--- To be done ---
Images do not belong in the copy. Retype all the entries below exactly.

---- Input data

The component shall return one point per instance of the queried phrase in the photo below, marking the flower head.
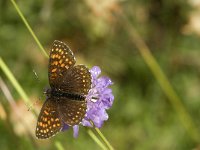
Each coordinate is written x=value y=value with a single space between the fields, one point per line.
x=99 y=99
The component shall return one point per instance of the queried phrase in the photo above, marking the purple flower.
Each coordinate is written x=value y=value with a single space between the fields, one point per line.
x=99 y=99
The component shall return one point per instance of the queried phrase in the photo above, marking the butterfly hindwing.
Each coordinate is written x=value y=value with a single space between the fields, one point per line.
x=72 y=111
x=49 y=122
x=77 y=80
x=60 y=60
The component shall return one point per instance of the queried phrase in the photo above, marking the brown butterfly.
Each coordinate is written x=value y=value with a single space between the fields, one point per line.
x=69 y=85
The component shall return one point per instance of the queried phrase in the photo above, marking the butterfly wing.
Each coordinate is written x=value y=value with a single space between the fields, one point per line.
x=49 y=122
x=72 y=111
x=60 y=60
x=77 y=80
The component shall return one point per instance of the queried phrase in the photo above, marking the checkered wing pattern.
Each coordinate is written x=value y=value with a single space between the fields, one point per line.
x=61 y=59
x=77 y=80
x=72 y=111
x=49 y=122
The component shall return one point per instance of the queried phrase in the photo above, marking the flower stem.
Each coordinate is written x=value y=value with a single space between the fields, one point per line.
x=28 y=27
x=58 y=145
x=102 y=137
x=94 y=137
x=162 y=79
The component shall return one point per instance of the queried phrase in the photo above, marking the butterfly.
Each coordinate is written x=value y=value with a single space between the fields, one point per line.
x=66 y=97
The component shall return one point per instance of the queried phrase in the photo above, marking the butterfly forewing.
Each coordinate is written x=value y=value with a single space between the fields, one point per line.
x=77 y=80
x=66 y=99
x=60 y=60
x=49 y=122
x=73 y=111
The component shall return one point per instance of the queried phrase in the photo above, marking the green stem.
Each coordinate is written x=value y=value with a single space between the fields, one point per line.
x=14 y=82
x=102 y=137
x=29 y=28
x=94 y=137
x=162 y=79
x=44 y=52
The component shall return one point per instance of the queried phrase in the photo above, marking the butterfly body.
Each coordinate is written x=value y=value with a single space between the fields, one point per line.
x=66 y=97
x=57 y=94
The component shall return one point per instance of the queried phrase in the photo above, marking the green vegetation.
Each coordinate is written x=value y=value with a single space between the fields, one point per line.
x=148 y=111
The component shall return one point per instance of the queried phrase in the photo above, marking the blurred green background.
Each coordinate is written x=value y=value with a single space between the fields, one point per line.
x=142 y=117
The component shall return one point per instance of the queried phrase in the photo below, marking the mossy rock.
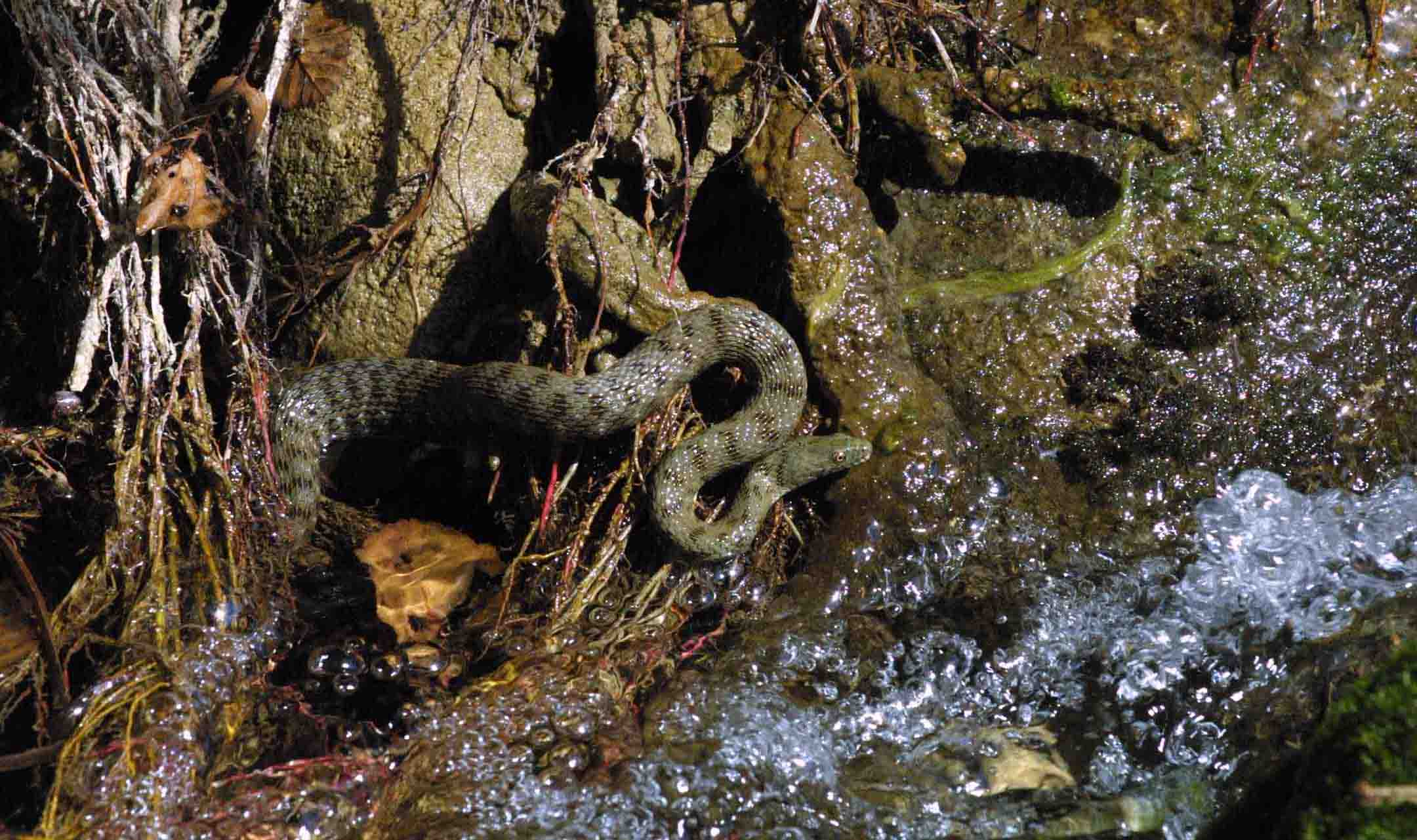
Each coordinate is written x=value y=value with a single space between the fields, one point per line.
x=1368 y=743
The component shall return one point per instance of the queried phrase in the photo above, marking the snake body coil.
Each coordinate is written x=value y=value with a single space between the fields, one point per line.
x=430 y=400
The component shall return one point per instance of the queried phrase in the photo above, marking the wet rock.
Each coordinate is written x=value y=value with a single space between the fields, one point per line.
x=344 y=173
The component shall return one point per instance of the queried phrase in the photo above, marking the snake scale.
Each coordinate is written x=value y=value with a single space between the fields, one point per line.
x=437 y=401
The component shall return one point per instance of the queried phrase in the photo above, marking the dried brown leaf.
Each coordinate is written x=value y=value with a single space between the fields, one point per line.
x=421 y=571
x=179 y=191
x=255 y=101
x=318 y=61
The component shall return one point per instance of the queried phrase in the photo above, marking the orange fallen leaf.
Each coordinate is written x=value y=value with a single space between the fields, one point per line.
x=421 y=571
x=179 y=193
x=318 y=61
x=255 y=101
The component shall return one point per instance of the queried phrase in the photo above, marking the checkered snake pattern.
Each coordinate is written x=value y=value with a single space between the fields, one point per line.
x=447 y=403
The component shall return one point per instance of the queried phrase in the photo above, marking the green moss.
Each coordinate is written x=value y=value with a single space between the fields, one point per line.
x=1369 y=736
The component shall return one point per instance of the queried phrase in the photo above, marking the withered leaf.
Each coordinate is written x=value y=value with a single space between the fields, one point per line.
x=318 y=60
x=255 y=101
x=180 y=193
x=421 y=571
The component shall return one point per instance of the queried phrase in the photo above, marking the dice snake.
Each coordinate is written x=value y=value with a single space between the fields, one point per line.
x=448 y=403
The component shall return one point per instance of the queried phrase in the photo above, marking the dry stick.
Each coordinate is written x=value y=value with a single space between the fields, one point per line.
x=30 y=758
x=58 y=679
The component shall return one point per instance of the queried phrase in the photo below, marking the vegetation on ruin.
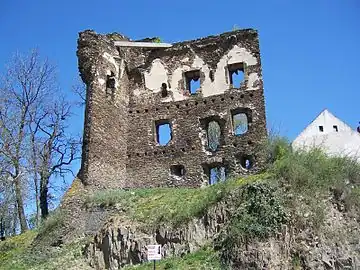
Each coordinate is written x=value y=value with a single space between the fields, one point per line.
x=294 y=189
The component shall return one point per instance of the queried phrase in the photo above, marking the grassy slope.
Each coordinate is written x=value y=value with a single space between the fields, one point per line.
x=295 y=182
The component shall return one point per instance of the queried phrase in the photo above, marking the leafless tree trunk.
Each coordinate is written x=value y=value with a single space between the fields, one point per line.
x=57 y=150
x=24 y=89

--------

--- Complete answer ---
The component shall return one point per instance of the queried phrase in the photo below, marking the flower head.
Each coordinate is written x=value y=value with a single space between the fields, one point per line.
x=99 y=99
The component shall return one point per instance of the queried phrase in the photo above, marking the purple flower.
Each coordinate is written x=value y=value with a single space between the fields, one point per line.
x=99 y=99
The component shall return one point per instance of the queried phrase in the photo above, marking the butterfly hindwing.
Each coordinate is written x=value y=value with a single space between the fields, one point per line.
x=72 y=111
x=49 y=122
x=77 y=80
x=60 y=60
The component shall return one point per instance of the queried phrase in the photo above, marking the brown butterfly.
Each coordinate is written x=value y=value with a single space between the fields, one point per line.
x=69 y=85
The component shall return one point per instance of the queried phrase in the photo above, marking the butterfly wing.
Each coordinate is written x=value y=value with a single space between the fields, one point per line.
x=49 y=122
x=72 y=111
x=60 y=60
x=77 y=80
The component shall return one point per instance of the queried phrase in the photo above, marking the checkered wing pattern.
Each coordinate is written x=value y=value with a single space between the fields, one point per line.
x=61 y=59
x=77 y=80
x=72 y=111
x=49 y=122
The component shall return one point per instance of the queried phrase in the photo above, marking the flower stem.
Each coordinate is written x=value y=value with a single space between the fields, one point per line.
x=28 y=27
x=58 y=145
x=102 y=137
x=94 y=137
x=162 y=79
The component shall return one point per instance of the queried phrase in the photo above, marking the butterfly.
Each coordinate is written x=value y=value with a single space between the fields, one point per line.
x=66 y=97
The component shall return one point per instance of the queried phrase in the photo above, marking the butterfly forewing.
Each coordinate is written x=value y=value with a single space between the fields, one point per line.
x=77 y=80
x=66 y=99
x=60 y=60
x=49 y=122
x=73 y=111
The component shall return one point per instance of the queried phrase in the photo above, marking the green stem.
Each coordinate is written x=value y=value with a single space between the fields, one point per line.
x=14 y=82
x=102 y=137
x=29 y=28
x=94 y=137
x=162 y=79
x=44 y=52
The component shall return one point per instance of the queried phrase in the photo above, marking the butterfly body.
Each coordinate is written x=value y=value with a single space between the fields, one point per line.
x=66 y=97
x=57 y=94
The component shall return one point per instance of the queried phrase in the photo above, marking the green vegetation.
Each coordinate is written x=value y=value with a single space between the fields, one point per line.
x=148 y=111
The component shall return one point per instance of the queried phrase in the photo above, marking the blurred green background.
Each coordinate is written x=value y=value with a single space between the fields, one point per line.
x=142 y=117
The component shall return one point per instance of the queried phrase in the photo below, marking the mossy rock.
Each coordinate is written x=value y=value with a single space between the fields, one point per line.
x=1368 y=743
The component shall return one point per instance of the queried phrase in the photo above, marking the snake body coil.
Each coordinate is written x=value y=value with a single space between the fields, one point per line.
x=430 y=400
The component shall return one point per instance of the queried phrase in the photo above, marking the wet rock.
Each coordinate is written x=value y=value with a single space between the fields, one point per line.
x=344 y=173
The component shall return one point per instance of the queried phrase in the photo above, marking the snake scale.
Each coordinate is written x=value y=value with a single space between the fields, one point per line.
x=437 y=401
The component shall return one point per instance of the queried phrase in the photo above, marking the dried brown leaf.
Each coordinate is written x=value y=value with a single space between the fields, one point per line.
x=421 y=571
x=179 y=191
x=255 y=101
x=318 y=61
The component shall return one point per instance of the queried phrase in the photo above, marking the orange fallen leaf.
Each coordinate is written x=value y=value with a single space between the fields, one point per line.
x=421 y=571
x=179 y=193
x=318 y=61
x=255 y=101
The component shall return one point per instance of the queried phrase in the photo above, marking the checkered snake pattern.
Each coordinate is written x=value y=value with a single space between the fields, one point per line.
x=447 y=403
The component shall return one point per instance of the queried phrase in the photo above, marking the green moss.
Each coordinate is written x=value y=value with a single space between the fields, one point per line.
x=1369 y=736
The component shall return one point per instance of the queried phrase in the photo above, marking the withered leaf.
Each coordinate is written x=value y=value with a single space between the fields, one point per line.
x=318 y=60
x=255 y=101
x=180 y=193
x=421 y=571
The component shall return one point per instance of the queried phrase in the photo above, marking the dice snake.
Each coordinate is written x=value y=value with a single space between the fields, one point per line.
x=448 y=403
The component shall return one point per instance of the queried phrase in the photo above, marking the dry stick.
Each coordinate is written x=value y=value with a single space between the fields, one point per line.
x=30 y=758
x=58 y=679
The component shall return one point per instance of the queried phrase in the photo below, marking the vegetation on ruin.
Each coordinate is written x=value y=value with a single space between the fields, one point per line.
x=294 y=189
The component shall return one point per instance of the queried phrase in the photo above, marking the grassy slope.
Each coordinate is written x=value y=value with a single space between the fields, one point per line.
x=295 y=182
The component shall return one point per instance of the queried phrase in the photo above, marking the leafless tree trunk.
Each coordinate is written x=value y=value with a single space between the fields, one point per line.
x=57 y=150
x=24 y=89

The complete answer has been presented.